# What the task requires
Give back an exact copy of the lines below, from the first through the line with "target | street light pole"; please stop there.

# Provided entries
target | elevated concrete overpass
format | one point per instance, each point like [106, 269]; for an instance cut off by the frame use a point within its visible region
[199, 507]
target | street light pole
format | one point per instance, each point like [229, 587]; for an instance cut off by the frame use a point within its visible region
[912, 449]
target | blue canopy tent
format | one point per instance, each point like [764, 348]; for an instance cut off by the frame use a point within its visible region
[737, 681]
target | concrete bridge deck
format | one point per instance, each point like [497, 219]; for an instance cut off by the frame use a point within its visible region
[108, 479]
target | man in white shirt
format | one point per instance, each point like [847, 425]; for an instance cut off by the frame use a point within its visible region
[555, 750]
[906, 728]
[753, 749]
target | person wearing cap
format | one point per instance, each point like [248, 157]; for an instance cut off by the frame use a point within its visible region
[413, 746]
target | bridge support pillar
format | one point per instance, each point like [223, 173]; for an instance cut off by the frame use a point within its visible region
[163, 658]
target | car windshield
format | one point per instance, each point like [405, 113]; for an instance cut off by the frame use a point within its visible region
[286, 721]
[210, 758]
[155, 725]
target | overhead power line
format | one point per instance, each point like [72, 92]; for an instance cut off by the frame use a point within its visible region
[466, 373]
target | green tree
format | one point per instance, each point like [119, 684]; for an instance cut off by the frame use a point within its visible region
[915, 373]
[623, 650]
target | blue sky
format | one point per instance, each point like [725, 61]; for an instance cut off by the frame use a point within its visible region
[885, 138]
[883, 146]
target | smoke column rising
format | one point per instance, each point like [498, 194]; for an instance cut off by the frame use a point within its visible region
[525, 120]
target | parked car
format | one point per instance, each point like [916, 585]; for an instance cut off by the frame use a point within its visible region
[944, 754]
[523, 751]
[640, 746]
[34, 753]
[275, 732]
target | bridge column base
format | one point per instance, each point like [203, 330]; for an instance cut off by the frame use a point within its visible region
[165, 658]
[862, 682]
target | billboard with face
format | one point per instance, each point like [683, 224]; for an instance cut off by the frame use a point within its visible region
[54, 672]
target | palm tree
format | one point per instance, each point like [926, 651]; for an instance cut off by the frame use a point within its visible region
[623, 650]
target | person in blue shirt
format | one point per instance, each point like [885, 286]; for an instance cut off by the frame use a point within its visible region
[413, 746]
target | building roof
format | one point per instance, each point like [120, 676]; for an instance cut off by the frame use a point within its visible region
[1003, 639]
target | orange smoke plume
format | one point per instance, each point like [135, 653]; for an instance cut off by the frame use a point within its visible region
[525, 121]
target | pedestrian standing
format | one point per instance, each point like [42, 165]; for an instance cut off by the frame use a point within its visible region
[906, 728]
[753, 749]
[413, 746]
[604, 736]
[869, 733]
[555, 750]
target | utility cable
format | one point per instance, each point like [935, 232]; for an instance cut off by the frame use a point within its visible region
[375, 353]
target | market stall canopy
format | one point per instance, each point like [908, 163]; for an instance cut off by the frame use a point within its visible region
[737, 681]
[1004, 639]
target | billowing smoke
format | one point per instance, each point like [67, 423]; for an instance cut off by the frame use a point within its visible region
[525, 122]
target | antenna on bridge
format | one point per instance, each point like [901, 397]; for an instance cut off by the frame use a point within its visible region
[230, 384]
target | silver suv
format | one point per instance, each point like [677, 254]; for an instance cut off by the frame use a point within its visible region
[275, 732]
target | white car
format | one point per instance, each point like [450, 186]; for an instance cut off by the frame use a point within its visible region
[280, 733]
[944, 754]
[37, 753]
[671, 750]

# Answer area
target | elevated concrete overpass
format | one point per instance, each point like [106, 269]; for an instance cut off by the frame use a point within its visible region
[199, 507]
target | street light pole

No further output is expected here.